Exercise: What do the lines from the one containing "Point to the grassy" through the end of the entries say? Quote them exactly, and only them.

------------------------------------------------------------------------

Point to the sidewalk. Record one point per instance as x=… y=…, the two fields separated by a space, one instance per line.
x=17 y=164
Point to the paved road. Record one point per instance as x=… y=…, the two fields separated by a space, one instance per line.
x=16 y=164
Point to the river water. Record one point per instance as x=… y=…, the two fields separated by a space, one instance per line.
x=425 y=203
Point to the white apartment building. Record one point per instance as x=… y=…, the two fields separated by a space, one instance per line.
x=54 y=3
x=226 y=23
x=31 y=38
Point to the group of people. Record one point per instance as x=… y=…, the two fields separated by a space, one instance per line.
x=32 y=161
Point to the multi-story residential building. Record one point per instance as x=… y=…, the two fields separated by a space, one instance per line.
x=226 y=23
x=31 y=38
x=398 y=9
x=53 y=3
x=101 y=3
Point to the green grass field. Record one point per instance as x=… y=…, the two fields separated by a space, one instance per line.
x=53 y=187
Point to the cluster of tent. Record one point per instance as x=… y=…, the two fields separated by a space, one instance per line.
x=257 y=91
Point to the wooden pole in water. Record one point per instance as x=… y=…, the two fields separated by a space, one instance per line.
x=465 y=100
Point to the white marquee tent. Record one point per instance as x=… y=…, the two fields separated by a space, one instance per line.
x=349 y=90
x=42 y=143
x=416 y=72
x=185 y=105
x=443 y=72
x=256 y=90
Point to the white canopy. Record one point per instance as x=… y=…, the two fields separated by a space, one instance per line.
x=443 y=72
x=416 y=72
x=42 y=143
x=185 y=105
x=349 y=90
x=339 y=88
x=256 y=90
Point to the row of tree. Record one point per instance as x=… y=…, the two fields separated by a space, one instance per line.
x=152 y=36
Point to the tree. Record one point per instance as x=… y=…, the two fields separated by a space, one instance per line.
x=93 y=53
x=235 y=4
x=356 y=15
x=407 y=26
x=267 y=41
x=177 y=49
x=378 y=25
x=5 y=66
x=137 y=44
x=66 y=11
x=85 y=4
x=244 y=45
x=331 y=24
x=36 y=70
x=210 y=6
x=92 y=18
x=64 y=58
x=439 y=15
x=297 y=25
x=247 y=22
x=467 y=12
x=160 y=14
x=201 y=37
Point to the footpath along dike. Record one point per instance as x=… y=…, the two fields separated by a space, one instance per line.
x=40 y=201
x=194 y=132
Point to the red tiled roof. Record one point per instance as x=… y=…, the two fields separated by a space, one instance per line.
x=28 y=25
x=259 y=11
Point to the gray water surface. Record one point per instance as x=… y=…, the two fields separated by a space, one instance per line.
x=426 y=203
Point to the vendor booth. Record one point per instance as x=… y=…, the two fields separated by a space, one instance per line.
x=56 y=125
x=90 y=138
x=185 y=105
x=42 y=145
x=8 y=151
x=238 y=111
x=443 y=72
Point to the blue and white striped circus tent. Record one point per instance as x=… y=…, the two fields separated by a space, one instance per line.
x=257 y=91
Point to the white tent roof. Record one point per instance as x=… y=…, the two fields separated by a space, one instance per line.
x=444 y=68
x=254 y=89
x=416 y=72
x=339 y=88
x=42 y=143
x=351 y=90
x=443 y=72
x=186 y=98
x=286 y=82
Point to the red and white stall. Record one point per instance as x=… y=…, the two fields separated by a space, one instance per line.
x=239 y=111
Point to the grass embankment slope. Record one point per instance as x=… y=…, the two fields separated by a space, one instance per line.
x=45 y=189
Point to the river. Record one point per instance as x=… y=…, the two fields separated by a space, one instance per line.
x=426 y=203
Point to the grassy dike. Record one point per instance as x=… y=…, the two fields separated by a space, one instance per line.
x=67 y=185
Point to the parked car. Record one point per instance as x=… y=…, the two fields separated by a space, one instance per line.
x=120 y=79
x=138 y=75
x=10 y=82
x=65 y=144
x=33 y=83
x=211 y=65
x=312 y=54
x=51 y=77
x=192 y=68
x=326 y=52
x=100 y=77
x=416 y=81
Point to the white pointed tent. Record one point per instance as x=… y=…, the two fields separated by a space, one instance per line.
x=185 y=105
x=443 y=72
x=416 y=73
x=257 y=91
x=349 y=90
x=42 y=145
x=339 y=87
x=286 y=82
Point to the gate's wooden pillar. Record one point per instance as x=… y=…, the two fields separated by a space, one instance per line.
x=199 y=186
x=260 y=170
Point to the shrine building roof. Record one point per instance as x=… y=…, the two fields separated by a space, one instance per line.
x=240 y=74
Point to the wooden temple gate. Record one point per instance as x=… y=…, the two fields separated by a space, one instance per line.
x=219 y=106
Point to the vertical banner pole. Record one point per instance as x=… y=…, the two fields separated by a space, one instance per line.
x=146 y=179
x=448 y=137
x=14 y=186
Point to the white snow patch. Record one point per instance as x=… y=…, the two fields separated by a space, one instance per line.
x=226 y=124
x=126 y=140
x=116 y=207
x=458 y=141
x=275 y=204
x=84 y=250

------------------------------------------------------------------------

Written solution:
Point to the grassy dike. Record one point per instance as x=… y=…, the two fields separated by a space, one instance per line.
x=67 y=185
Point to the parked car. Record one point per instance as x=… y=…, the two fields separated by a space, one instance per line.
x=120 y=79
x=138 y=75
x=10 y=82
x=65 y=144
x=33 y=83
x=211 y=65
x=312 y=54
x=51 y=77
x=192 y=68
x=326 y=52
x=100 y=77
x=416 y=81
Point to the white pointed tent. Record one point per instance as x=… y=…, the two fields separated by a space, one instance per line.
x=185 y=105
x=443 y=72
x=416 y=73
x=257 y=91
x=349 y=90
x=42 y=145
x=339 y=87
x=286 y=82
Point to the gate's wooden pillar. Record one point per instance as x=… y=…, the two fields separated by a space, one instance per line.
x=199 y=186
x=260 y=170
Point to the shrine building roof. Record one point per instance as x=… y=…, the two fields separated by a space, one instance per line.
x=240 y=74
Point to the wooden temple gate. Record one point per instance as x=… y=…, the two fields separated by a space, one instance per line.
x=219 y=106
Point to the vertical banner pole. Record one point per instance as x=… y=…, the two fields separated by a space, one instance per line.
x=146 y=179
x=448 y=137
x=14 y=186
Point to the white snow patch. Record one point per instance as x=… y=…, the two fields separated by a space, one instance per line.
x=226 y=124
x=126 y=140
x=116 y=207
x=458 y=141
x=275 y=204
x=84 y=250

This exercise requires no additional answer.